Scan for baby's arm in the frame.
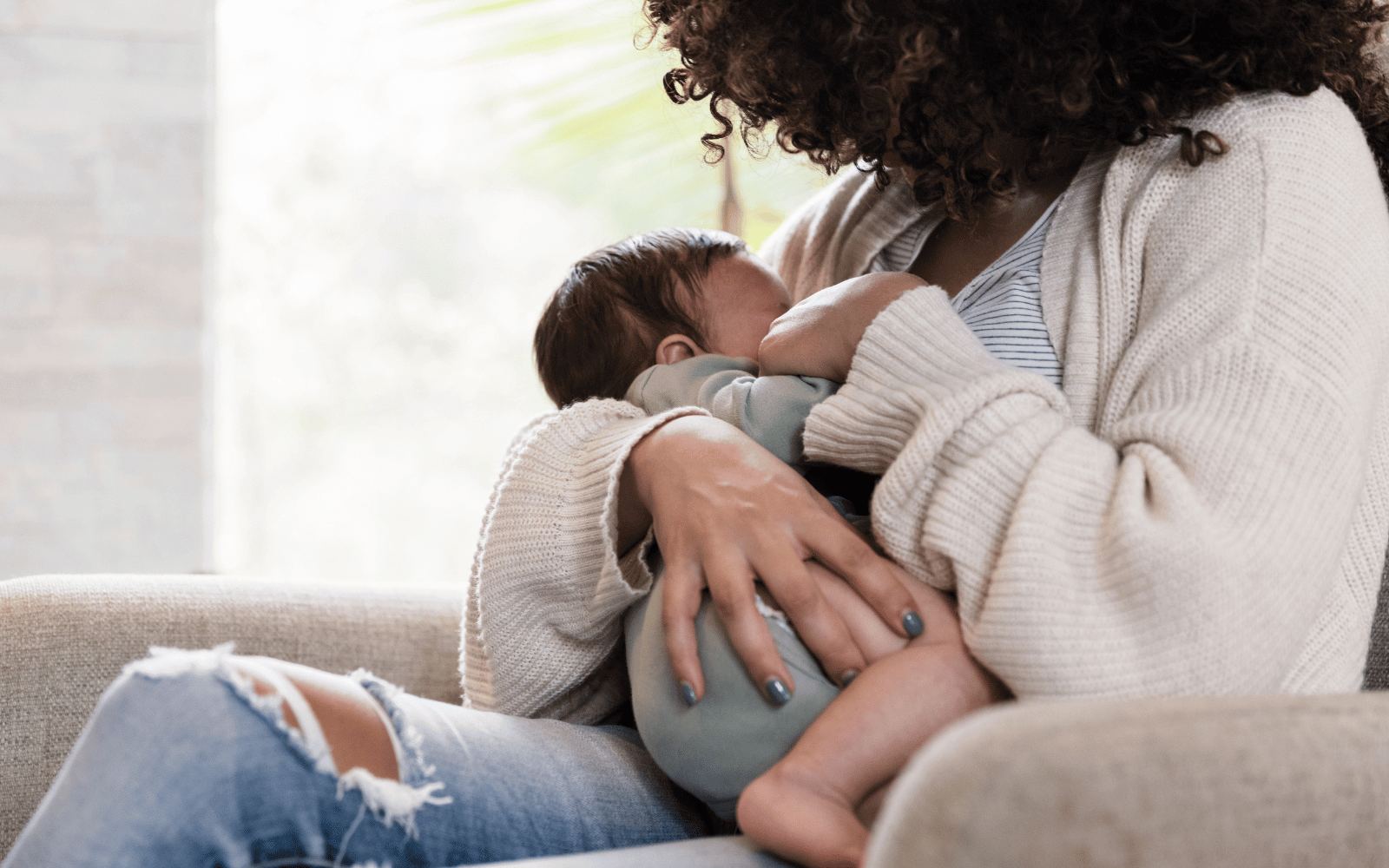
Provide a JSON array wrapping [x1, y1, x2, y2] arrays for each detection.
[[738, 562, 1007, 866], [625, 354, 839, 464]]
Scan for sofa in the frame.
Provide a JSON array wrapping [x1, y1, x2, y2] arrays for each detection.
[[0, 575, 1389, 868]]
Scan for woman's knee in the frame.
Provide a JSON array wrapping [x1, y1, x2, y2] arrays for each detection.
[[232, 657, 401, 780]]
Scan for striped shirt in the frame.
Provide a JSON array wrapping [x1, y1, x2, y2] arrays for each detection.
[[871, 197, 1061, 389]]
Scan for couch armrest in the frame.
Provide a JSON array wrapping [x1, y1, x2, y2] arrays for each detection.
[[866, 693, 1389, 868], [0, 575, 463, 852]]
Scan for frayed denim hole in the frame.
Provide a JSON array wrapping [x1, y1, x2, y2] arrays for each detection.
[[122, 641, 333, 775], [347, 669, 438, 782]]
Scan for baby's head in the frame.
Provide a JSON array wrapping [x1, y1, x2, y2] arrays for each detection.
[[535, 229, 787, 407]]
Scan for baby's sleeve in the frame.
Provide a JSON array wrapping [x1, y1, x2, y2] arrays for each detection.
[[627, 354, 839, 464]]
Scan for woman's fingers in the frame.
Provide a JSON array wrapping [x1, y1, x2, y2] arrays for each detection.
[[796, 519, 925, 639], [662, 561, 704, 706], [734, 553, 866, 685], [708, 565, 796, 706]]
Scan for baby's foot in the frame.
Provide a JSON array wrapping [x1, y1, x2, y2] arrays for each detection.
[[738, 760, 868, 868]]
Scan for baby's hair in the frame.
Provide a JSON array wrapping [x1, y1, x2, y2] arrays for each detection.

________________

* EXERCISE:
Copy all of the material above word for word, leaving out the pictures.

* TASK OUTPUT:
Scan for baby's arm in the frame.
Provide a JSON array wrapping [x1, y1, x2, y2] arrays for each detection.
[[738, 562, 1007, 866], [625, 354, 839, 464]]
Scan for sofa in the frame.
Provide a JSON array wrapping [x1, y1, x2, y2] arrays for each detection.
[[0, 575, 1389, 868]]
Scan for woman's knee in the frame.
Provide a JSON array wrapping [x1, y1, x2, y2] arrays for each detection.
[[232, 657, 401, 780]]
Scan for striped shirt in the frame.
Provide a JSON array wrapping [x1, y1, x2, y2] arrays for each detection.
[[871, 197, 1061, 389]]
Scan for couch armrest in the frame.
Provide a JSON array wrapping [x1, y1, x2, y2] arrays for each detection.
[[866, 693, 1389, 868], [0, 575, 463, 852]]
Scan for frayed denim hole in the frame.
Provide a JSON array wrapping [x1, y1, x2, y2] arrays for each detection.
[[122, 641, 333, 775], [347, 669, 438, 782]]
Scan for baby's head in the frame.
Provide a JSON array wrapping [x1, y1, x2, y2] arrays for each detection.
[[535, 229, 787, 407]]
Scan for baby's sleeve in the frame.
Provide a JSON array wrapping [x1, y1, x2, y2] arrays for each detection.
[[627, 354, 839, 464]]
Scan for woman's fingers in the frame.
Provide a JSON array wrapping [x1, y1, x2, y2] arrays for each detection.
[[796, 519, 925, 639], [662, 561, 704, 706], [734, 553, 866, 685], [708, 565, 796, 706]]
Scan for baby's foot in the frame.
Provide a JSON array wrapping [x1, y1, x2, y2] arrays for each detection.
[[738, 760, 868, 868]]
Scan for baby's hair in the frame.
Provide a JSON array wrapping [x1, y1, x2, y2] arrays for each detection.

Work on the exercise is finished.